Starting with the line that contains "Mark one point per instance of the smile.", repeat word for word every line from there through the end of the rows below.

◇ ◇ ◇ ◇

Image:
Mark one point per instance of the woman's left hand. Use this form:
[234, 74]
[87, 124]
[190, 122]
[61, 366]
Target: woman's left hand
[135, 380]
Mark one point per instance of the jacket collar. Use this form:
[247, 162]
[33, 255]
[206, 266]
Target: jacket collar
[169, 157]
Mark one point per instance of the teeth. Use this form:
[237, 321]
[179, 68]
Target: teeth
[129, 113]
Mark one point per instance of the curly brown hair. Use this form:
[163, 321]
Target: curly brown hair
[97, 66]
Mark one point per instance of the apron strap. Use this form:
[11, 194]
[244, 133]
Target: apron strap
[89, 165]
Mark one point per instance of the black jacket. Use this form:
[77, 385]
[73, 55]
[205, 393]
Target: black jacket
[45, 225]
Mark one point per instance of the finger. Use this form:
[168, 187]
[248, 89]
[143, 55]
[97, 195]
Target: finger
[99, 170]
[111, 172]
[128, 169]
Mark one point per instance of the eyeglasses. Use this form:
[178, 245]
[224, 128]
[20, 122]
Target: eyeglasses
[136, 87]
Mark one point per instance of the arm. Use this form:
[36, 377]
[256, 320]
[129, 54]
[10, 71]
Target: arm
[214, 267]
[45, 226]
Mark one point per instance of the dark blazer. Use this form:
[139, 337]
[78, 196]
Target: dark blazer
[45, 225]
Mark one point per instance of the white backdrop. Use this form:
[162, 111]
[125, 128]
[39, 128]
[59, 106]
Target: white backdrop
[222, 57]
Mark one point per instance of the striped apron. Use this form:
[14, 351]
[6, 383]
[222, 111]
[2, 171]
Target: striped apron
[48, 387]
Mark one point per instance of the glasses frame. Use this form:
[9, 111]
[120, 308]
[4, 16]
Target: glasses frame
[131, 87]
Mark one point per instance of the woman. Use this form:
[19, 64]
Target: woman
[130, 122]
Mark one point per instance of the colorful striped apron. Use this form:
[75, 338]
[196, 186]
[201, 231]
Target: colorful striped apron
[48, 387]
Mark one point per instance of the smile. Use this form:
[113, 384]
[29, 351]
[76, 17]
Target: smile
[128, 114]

◇ ◇ ◇ ◇

■ **Answer to the task**:
Mark one point per instance of the smile. Use this form:
[113, 384]
[29, 351]
[76, 17]
Target: smile
[128, 114]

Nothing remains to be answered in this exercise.